Please copy out every one of the following rows word for word, keeping each line as it stands.

** BEGIN **

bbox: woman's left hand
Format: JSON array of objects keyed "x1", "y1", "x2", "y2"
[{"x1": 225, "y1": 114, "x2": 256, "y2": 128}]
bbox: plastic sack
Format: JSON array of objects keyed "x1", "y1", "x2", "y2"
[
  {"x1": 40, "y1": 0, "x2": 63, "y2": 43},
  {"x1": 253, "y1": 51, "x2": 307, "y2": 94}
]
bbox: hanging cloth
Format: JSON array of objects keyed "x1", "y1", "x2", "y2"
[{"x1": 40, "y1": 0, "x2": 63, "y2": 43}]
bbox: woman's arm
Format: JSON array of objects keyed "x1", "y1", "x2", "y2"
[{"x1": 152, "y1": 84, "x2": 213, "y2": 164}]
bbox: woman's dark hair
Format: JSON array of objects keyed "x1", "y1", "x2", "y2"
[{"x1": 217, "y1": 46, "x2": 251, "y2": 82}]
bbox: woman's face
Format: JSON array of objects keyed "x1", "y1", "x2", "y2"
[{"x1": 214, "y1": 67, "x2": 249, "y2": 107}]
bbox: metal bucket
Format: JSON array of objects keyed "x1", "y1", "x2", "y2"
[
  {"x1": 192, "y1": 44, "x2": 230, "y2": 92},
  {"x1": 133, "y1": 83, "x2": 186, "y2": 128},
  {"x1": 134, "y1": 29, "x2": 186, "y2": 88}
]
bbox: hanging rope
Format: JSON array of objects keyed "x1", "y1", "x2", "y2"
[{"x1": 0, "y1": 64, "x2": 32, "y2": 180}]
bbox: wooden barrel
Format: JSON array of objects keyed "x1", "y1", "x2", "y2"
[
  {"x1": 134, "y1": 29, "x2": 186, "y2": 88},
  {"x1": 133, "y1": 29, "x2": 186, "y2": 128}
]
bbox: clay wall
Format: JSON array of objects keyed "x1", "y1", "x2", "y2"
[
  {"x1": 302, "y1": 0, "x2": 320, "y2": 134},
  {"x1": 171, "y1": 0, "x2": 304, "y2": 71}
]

** END **

▸ **TASK ANSWER**:
bbox: woman's left hand
Format: JSON array of objects keyed "x1", "y1", "x2", "y2"
[{"x1": 225, "y1": 114, "x2": 256, "y2": 128}]
bbox: plastic sack
Format: JSON array of objects keyed "x1", "y1", "x2", "y2"
[
  {"x1": 40, "y1": 0, "x2": 63, "y2": 43},
  {"x1": 253, "y1": 51, "x2": 307, "y2": 94}
]
bbox: hanging cloth
Format: JSON array of objects keyed "x1", "y1", "x2", "y2"
[{"x1": 40, "y1": 0, "x2": 63, "y2": 43}]
bbox: woman's arm
Format: JSON array of objects keyed "x1", "y1", "x2", "y2"
[{"x1": 152, "y1": 84, "x2": 213, "y2": 164}]
bbox: woman's dark hair
Format: JSON array of objects keyed "x1", "y1", "x2", "y2"
[{"x1": 217, "y1": 46, "x2": 251, "y2": 82}]
bbox: woman's face
Format: JSON array of objects keyed "x1", "y1", "x2", "y2"
[{"x1": 214, "y1": 67, "x2": 249, "y2": 107}]
bbox: metal bucket
Format: JSON array of objects keyed "x1", "y1", "x2", "y2"
[
  {"x1": 192, "y1": 44, "x2": 230, "y2": 92},
  {"x1": 133, "y1": 83, "x2": 186, "y2": 128},
  {"x1": 134, "y1": 29, "x2": 186, "y2": 88}
]
bbox: hanging rope
Format: JSON array of objects keyed "x1", "y1", "x2", "y2"
[{"x1": 0, "y1": 64, "x2": 32, "y2": 180}]
bbox: wooden barrel
Format: JSON array of objects keyed "x1", "y1", "x2", "y2"
[
  {"x1": 134, "y1": 29, "x2": 186, "y2": 88},
  {"x1": 133, "y1": 29, "x2": 186, "y2": 128}
]
bbox: clay wall
Format: JSON array of objects keyed "x1", "y1", "x2", "y2"
[
  {"x1": 302, "y1": 0, "x2": 320, "y2": 134},
  {"x1": 171, "y1": 0, "x2": 304, "y2": 71}
]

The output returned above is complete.